GOAL: Return the rows below unchanged, from the line containing "the white fruit" up to and including the line containing "of the blonde".

RECORDS FOR PROCESSING:

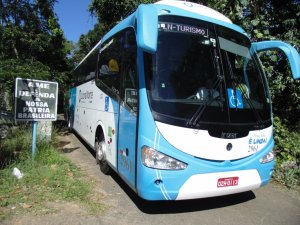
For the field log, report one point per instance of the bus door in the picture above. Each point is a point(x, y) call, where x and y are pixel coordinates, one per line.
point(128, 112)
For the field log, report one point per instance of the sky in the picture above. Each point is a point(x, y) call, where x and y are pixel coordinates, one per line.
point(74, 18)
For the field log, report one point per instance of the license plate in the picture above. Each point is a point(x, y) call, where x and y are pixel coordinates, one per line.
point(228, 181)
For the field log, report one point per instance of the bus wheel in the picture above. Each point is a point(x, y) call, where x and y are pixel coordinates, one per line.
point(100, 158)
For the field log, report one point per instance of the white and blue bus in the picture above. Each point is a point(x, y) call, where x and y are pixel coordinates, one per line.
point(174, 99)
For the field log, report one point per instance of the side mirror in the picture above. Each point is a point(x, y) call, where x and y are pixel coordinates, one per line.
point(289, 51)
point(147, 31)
* * *
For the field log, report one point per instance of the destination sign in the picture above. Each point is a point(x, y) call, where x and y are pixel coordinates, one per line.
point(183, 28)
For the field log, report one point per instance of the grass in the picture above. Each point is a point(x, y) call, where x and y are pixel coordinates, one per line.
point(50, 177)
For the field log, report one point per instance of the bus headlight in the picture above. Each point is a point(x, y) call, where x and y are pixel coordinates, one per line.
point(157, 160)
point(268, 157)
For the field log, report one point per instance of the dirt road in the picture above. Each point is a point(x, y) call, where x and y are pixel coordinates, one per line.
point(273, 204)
---
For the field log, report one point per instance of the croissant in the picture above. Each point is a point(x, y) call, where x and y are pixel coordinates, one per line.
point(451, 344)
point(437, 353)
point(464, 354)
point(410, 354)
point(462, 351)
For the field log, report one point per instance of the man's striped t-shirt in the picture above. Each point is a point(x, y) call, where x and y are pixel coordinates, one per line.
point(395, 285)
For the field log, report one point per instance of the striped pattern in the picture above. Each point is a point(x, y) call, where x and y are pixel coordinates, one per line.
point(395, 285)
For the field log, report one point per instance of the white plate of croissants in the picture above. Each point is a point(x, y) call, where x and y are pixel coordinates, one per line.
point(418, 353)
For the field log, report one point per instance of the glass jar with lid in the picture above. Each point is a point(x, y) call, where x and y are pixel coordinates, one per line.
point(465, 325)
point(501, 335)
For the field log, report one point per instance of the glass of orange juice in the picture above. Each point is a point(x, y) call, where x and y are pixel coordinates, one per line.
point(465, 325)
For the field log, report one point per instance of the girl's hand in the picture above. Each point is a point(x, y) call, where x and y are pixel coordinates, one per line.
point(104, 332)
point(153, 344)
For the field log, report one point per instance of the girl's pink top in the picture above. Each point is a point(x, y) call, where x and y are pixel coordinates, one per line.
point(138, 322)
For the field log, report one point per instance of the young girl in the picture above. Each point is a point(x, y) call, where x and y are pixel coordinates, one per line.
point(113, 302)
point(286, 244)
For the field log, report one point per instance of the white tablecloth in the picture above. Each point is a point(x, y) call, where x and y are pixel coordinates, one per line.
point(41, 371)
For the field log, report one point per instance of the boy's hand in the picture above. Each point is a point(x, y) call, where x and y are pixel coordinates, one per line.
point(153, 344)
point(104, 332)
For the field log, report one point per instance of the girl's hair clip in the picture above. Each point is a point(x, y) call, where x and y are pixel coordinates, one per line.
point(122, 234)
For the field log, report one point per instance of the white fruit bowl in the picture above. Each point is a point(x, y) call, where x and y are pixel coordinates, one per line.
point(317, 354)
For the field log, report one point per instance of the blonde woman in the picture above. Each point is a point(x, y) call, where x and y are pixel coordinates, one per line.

TASK OUTPUT:
For the field log, report one point per instance of the white fruit bowl in the picture above. Each point is a point(x, y) call, where x and y are pixel coordinates, one per line.
point(317, 354)
For the field log, report one point per instance of the blonde woman in the picture above. Each point is a point(x, y) call, where x and y are pixel coordinates, one per line.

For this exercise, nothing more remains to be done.